Pull out every line in the entries below that contains the word "paper", and copy each one in full.

────────────────

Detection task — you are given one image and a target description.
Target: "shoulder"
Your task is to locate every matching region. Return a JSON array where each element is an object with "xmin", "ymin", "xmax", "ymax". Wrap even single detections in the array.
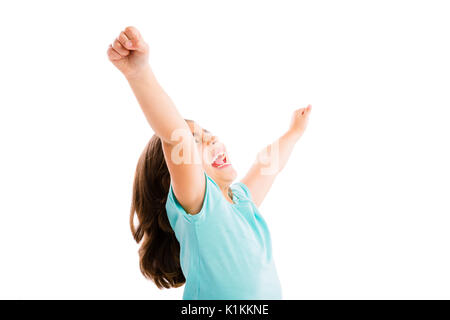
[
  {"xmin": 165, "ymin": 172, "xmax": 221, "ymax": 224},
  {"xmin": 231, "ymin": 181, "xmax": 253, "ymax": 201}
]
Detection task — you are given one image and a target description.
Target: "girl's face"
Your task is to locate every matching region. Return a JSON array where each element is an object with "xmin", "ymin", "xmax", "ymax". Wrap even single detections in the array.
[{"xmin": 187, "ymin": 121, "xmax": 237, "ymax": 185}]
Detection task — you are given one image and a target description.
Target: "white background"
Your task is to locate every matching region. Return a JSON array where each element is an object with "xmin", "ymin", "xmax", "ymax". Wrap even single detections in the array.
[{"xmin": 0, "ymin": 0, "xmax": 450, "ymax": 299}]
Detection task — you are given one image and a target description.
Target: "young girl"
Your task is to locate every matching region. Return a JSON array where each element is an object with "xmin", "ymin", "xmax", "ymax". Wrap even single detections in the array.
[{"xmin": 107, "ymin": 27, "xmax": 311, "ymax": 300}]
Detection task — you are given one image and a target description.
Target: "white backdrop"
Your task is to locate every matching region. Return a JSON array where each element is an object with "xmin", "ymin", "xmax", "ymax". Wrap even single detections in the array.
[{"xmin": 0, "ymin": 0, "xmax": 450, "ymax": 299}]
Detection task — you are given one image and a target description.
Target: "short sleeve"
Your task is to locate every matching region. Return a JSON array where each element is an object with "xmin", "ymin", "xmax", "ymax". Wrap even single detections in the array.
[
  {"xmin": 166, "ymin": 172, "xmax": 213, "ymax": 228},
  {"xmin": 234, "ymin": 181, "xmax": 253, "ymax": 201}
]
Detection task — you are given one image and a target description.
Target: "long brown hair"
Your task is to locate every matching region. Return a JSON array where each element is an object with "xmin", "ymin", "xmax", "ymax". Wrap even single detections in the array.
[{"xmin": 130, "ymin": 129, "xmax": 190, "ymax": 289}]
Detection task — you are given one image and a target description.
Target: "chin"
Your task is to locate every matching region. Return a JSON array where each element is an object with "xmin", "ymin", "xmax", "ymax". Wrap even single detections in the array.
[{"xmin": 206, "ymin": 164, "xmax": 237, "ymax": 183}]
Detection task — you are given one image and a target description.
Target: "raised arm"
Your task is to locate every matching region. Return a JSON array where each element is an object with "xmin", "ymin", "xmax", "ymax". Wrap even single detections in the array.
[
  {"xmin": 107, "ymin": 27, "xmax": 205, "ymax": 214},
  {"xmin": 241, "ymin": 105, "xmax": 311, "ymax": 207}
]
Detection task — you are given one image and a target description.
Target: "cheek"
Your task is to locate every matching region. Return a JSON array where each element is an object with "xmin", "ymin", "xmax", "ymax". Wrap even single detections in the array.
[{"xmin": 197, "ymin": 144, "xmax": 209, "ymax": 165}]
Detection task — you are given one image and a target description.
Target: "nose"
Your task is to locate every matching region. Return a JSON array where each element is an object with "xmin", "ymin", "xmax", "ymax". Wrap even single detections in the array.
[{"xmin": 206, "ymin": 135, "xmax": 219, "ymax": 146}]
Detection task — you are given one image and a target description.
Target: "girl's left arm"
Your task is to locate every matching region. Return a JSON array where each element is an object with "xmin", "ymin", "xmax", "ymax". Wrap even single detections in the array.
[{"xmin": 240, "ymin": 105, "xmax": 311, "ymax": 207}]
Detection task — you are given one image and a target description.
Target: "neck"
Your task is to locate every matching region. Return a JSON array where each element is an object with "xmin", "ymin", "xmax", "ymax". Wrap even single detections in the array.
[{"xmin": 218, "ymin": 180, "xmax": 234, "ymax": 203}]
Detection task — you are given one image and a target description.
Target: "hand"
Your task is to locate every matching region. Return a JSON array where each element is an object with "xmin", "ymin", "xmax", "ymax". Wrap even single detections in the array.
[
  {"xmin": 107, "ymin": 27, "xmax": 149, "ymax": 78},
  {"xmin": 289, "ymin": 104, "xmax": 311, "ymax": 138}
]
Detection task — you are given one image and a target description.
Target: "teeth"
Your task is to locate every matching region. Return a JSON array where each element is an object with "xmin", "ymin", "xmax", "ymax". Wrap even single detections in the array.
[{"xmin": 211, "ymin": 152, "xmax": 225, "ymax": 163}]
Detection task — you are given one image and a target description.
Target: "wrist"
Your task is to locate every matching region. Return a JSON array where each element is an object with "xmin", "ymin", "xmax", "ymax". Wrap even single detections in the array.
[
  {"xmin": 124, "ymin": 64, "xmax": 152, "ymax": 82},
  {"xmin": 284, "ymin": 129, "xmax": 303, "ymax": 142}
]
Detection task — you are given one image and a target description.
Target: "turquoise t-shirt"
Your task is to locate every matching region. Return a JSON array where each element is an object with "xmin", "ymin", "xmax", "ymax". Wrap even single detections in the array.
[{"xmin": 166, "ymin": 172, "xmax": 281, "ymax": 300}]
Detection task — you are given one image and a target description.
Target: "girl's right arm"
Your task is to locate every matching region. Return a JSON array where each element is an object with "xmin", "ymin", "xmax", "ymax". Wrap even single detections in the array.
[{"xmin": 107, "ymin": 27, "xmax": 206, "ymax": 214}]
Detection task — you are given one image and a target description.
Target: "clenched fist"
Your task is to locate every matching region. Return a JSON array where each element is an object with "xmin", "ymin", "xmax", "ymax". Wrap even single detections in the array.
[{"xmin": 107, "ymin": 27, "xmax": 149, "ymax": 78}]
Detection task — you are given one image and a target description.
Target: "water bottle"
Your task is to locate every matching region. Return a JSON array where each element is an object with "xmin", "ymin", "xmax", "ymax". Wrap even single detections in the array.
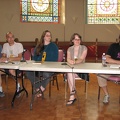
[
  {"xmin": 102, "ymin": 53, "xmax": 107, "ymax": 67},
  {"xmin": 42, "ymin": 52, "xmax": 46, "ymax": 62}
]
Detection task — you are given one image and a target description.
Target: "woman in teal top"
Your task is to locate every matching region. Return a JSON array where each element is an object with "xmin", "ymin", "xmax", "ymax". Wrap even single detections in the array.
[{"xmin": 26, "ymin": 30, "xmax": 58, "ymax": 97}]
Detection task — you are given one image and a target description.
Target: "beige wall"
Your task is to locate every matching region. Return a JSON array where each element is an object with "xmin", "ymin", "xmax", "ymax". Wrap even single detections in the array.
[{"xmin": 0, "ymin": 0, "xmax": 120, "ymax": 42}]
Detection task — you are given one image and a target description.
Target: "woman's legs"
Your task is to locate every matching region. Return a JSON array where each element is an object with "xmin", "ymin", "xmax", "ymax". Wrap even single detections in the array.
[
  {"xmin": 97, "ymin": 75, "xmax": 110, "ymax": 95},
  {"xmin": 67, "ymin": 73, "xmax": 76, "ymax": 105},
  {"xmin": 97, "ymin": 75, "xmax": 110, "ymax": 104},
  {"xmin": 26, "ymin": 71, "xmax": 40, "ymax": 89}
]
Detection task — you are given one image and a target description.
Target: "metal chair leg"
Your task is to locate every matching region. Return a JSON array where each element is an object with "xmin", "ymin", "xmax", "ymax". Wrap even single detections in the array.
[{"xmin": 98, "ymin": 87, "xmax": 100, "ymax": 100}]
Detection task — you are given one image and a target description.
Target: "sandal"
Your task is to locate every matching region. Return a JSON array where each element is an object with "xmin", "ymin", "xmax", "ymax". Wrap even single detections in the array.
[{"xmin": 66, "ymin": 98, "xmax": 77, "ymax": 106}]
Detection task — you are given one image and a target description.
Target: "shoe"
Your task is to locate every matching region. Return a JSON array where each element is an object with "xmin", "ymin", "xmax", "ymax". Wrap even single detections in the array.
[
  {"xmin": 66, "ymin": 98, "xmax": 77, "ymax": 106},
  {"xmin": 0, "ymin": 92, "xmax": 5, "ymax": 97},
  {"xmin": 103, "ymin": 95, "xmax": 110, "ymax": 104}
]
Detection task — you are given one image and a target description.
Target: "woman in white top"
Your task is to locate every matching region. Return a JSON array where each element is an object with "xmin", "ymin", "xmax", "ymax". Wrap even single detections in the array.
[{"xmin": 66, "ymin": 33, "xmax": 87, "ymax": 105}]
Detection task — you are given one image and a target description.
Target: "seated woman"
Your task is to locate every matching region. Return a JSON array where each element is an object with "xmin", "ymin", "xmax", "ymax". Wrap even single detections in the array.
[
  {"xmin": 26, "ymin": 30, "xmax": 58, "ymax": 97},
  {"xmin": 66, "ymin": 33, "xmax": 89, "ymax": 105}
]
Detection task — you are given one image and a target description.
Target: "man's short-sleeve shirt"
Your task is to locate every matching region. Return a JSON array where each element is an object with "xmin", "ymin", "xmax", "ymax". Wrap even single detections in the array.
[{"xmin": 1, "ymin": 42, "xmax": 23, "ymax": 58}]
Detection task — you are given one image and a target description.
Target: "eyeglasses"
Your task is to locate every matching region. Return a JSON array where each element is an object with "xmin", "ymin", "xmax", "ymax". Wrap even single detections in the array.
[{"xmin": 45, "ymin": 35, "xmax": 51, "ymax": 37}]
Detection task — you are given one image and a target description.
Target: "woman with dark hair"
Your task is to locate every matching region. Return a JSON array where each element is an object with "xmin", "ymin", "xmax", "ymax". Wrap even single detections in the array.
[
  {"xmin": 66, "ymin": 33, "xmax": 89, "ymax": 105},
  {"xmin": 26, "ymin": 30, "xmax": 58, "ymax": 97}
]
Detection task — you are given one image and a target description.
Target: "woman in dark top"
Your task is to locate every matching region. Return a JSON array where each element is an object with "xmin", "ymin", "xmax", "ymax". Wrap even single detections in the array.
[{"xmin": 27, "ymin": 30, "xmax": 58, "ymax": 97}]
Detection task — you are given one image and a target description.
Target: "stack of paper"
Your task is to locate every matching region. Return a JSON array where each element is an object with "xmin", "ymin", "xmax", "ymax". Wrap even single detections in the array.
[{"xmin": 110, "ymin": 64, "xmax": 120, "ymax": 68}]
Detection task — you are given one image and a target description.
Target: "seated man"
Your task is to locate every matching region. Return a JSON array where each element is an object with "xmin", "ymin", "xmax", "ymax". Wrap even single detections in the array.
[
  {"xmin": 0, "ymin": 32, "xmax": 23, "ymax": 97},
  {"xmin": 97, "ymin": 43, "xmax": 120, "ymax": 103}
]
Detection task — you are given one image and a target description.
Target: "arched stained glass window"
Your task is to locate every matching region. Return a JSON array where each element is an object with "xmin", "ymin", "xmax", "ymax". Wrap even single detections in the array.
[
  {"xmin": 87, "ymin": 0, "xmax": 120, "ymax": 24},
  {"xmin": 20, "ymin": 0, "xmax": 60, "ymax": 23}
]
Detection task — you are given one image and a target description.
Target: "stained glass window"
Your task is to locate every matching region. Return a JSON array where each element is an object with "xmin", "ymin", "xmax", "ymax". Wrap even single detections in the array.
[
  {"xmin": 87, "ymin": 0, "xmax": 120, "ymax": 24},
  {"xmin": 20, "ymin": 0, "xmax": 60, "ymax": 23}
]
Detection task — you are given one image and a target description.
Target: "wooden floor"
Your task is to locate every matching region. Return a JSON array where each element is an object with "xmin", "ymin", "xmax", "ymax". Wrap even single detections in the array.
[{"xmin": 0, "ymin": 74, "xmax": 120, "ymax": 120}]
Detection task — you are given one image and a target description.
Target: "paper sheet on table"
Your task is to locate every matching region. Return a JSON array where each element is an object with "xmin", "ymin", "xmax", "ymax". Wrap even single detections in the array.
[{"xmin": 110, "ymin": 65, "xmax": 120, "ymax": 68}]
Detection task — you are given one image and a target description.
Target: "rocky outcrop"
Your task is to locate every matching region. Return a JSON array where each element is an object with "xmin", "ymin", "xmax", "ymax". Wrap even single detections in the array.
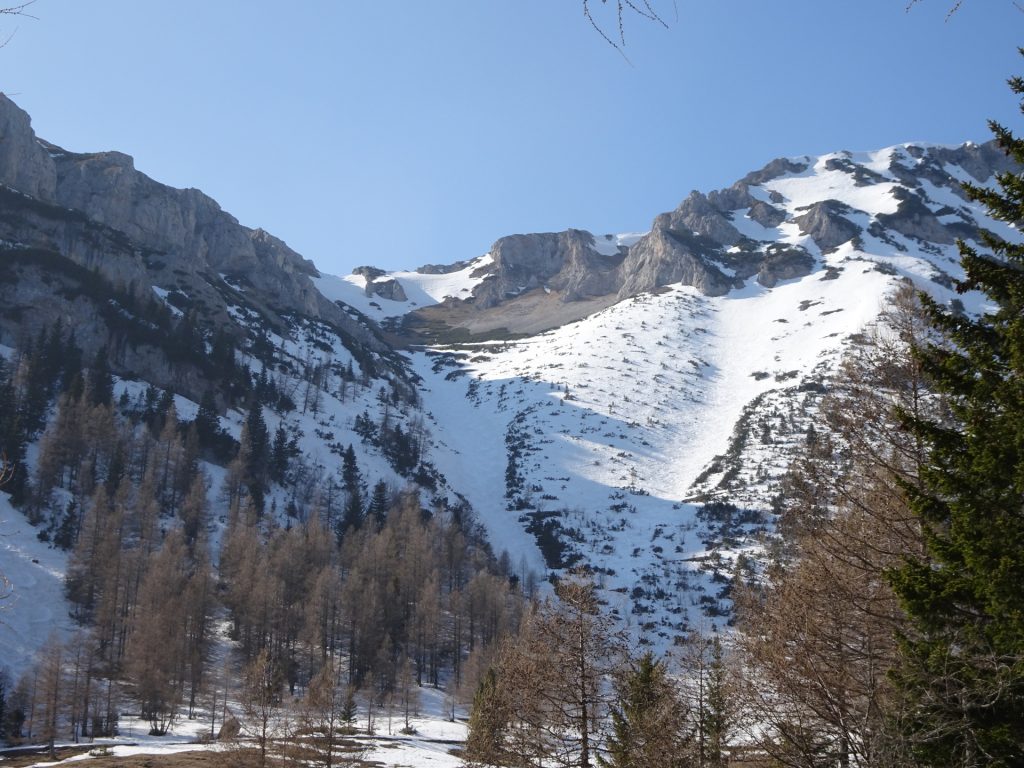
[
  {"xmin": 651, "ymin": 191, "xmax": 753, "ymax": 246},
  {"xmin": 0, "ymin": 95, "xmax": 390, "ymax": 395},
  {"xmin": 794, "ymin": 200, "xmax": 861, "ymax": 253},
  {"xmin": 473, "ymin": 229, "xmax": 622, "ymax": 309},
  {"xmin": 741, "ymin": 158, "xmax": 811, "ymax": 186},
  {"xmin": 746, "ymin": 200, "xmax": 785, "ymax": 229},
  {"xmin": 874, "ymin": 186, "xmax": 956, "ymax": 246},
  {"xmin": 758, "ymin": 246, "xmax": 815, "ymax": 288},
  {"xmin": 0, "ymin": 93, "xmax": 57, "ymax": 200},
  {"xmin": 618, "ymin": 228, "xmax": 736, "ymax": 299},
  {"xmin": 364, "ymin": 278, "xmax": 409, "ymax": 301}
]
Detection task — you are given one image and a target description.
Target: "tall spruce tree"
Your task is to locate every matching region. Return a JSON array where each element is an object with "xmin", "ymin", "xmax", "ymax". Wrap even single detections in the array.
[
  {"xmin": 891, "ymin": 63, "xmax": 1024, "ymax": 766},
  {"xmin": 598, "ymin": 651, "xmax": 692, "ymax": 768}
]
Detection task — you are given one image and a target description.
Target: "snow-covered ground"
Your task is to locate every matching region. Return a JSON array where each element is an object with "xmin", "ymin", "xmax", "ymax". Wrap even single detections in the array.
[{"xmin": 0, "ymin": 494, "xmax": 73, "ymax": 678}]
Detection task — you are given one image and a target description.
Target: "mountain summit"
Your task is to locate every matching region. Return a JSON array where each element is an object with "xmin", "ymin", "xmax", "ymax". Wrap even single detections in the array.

────────────────

Result of this task.
Target: "stack of paper"
Target: "paper sheet on table"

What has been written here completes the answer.